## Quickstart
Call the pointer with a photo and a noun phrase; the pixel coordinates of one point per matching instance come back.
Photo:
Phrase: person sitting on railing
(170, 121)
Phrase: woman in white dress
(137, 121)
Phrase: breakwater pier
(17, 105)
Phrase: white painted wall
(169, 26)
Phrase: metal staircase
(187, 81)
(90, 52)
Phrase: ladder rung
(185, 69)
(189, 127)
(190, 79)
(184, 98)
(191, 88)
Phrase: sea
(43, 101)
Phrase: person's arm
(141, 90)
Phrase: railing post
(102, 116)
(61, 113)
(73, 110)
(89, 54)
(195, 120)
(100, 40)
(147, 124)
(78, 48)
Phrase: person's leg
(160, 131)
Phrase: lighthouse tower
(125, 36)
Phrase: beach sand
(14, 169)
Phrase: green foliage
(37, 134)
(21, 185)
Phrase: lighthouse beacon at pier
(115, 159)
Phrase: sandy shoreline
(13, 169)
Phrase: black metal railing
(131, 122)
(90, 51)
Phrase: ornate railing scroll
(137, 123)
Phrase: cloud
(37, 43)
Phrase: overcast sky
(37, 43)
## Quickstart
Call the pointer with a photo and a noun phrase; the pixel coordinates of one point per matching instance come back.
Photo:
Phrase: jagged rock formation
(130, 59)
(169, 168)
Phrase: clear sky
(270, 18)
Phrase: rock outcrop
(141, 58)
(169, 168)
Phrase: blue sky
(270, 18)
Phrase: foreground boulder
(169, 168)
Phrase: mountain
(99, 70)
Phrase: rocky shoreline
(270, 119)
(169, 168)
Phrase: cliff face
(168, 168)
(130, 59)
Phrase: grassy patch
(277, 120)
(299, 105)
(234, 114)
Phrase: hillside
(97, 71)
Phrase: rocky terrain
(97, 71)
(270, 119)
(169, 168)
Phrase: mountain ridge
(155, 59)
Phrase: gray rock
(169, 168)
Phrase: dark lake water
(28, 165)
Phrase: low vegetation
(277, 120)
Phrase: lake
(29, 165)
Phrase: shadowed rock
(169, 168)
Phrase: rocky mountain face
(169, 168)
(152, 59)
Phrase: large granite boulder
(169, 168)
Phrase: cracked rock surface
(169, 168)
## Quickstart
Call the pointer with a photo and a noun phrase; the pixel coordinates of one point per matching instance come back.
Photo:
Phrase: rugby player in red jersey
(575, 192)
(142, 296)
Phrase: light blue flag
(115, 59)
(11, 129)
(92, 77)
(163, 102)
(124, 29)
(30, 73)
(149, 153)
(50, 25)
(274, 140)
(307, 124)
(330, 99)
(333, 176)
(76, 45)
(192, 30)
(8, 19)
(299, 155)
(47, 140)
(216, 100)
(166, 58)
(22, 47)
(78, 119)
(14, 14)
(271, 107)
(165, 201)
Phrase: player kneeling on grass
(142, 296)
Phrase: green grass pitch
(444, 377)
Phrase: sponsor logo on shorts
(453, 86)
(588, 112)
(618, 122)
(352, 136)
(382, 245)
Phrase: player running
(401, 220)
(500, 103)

· · · · ·

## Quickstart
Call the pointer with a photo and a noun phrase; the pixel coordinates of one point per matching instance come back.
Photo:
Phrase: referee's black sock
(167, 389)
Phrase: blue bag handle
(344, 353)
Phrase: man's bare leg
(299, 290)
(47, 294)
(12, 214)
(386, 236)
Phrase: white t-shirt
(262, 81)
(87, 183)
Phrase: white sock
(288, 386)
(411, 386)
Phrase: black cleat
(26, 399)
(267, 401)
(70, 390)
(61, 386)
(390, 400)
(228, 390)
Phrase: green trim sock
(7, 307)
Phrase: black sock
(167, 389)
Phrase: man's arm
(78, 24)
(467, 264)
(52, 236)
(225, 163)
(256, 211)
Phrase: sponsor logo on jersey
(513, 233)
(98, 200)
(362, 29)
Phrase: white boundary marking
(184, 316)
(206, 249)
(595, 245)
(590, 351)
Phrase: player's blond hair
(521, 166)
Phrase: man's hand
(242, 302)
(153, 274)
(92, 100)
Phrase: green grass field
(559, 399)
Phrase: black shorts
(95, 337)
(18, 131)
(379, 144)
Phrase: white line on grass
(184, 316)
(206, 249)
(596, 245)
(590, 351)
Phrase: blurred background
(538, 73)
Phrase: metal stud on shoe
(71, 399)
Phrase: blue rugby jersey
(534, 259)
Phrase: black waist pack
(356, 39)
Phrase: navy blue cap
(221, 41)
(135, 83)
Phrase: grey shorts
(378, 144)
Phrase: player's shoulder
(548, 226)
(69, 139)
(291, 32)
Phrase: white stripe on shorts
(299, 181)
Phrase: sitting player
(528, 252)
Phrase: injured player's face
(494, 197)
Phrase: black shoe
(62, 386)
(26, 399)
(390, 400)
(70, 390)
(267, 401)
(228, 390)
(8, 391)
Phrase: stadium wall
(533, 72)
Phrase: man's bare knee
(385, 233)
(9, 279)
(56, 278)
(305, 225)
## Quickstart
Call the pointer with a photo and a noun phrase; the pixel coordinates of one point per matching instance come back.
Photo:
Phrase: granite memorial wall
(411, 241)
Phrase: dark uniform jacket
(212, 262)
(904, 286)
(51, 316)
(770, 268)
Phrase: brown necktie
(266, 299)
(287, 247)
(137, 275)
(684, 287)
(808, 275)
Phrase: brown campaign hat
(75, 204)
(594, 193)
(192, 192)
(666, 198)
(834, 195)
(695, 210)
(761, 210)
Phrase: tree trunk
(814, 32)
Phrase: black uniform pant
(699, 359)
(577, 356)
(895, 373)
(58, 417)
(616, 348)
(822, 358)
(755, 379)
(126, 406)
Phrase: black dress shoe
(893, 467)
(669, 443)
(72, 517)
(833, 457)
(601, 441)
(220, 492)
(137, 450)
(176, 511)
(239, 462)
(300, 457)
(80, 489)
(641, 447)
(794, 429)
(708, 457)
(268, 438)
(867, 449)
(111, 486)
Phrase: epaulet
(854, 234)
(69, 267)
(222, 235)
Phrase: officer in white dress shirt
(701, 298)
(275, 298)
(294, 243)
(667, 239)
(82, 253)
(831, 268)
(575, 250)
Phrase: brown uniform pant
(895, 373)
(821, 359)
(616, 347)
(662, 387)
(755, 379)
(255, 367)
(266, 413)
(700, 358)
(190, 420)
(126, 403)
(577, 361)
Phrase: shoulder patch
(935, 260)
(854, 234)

· · · · ·

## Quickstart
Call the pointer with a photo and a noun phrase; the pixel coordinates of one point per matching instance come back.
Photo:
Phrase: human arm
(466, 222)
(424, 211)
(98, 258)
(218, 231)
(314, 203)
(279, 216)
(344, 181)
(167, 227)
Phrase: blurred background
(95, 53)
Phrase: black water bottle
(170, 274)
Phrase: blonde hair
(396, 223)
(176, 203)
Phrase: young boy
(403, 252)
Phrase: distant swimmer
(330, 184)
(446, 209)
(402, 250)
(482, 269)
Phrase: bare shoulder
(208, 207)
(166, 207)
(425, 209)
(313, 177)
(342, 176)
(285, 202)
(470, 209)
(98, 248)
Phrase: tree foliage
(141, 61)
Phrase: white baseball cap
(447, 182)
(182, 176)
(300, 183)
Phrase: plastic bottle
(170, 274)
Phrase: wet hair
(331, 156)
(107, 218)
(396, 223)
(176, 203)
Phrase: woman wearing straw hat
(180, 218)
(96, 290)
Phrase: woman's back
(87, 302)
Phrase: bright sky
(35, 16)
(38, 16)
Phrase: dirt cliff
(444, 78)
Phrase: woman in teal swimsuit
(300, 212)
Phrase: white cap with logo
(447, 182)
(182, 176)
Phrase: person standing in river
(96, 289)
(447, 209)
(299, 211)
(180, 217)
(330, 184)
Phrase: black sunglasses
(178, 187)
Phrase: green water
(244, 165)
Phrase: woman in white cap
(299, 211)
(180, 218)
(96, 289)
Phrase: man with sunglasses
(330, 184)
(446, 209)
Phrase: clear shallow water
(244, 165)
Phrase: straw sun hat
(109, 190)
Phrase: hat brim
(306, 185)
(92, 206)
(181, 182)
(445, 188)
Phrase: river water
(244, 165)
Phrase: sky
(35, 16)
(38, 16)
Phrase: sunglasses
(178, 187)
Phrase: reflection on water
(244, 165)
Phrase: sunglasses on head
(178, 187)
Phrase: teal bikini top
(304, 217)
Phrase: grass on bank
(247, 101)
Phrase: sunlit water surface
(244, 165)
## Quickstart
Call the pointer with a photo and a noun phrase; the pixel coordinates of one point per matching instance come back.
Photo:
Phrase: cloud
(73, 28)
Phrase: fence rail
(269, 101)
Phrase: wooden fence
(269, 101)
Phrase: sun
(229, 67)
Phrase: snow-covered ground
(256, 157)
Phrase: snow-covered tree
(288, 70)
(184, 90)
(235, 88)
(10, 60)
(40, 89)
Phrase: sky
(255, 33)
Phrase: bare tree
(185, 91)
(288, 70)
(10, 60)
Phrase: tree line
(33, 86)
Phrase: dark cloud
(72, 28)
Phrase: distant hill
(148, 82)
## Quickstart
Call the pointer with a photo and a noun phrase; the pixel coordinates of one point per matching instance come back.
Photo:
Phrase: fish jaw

· · · · ·

**WORK ORDER:**
Look above for the line with "Phrase: wet hair" and the line with "Phrase: fish jaw"; transcribe both and all lines in between, exactly, and nothing else.

**OUTPUT FOR THIS TASK:**
Phrase: wet hair
(331, 156)
(107, 218)
(396, 223)
(176, 203)
Phrase: woman wearing straw hat
(180, 218)
(96, 290)
Phrase: woman's back
(87, 302)
Phrase: bright sky
(35, 16)
(38, 16)
Phrase: dirt cliff
(444, 78)
Phrase: woman in teal swimsuit
(300, 212)
Phrase: white cap with logo
(447, 182)
(182, 176)
Phrase: person standing in river
(96, 289)
(447, 209)
(299, 211)
(180, 217)
(330, 184)
Phrase: black sunglasses
(178, 187)
Phrase: green water
(244, 165)
Phrase: woman in white cap
(299, 211)
(180, 218)
(96, 289)
Phrase: man with sunglasses
(330, 184)
(446, 209)
Phrase: clear shallow water
(244, 165)
Phrase: straw sun hat
(109, 190)
Phrase: hat brim
(306, 185)
(92, 206)
(181, 182)
(445, 188)
Phrase: river water
(244, 165)
Phrase: sky
(35, 16)
(38, 16)
Phrase: sunglasses
(178, 187)
Phrase: reflection on water
(244, 165)
Phrase: sunglasses on head
(178, 187)
Phrase: teal bikini top
(304, 217)
Phrase: grass on bank
(247, 101)
Phrase: sunlit water surface
(244, 165)
## Quickstart
Call the pointer with a photo and a noun phrase; the pixel coordinates of one point per matching instance come back.
Photo:
Phrase: cloud
(73, 28)
Phrase: fence rail
(269, 101)
Phrase: wooden fence
(269, 101)
Phrase: sun
(229, 67)
Phrase: snow-covered ground
(256, 157)
Phrase: snow-covered tree
(288, 70)
(184, 90)
(235, 88)
(10, 60)
(40, 89)
Phrase: sky
(255, 33)
Phrase: bare tree
(185, 91)
(288, 70)
(10, 60)
Phrase: tree line
(33, 86)
Phrase: dark cloud
(72, 28)
Phrase: distant hill
(148, 82)
## Quickstart
Call the pointer with a photo and a noun phrase; the pixel coordinates of one point per matching instance come back.
Photo:
Phrase: fish jaw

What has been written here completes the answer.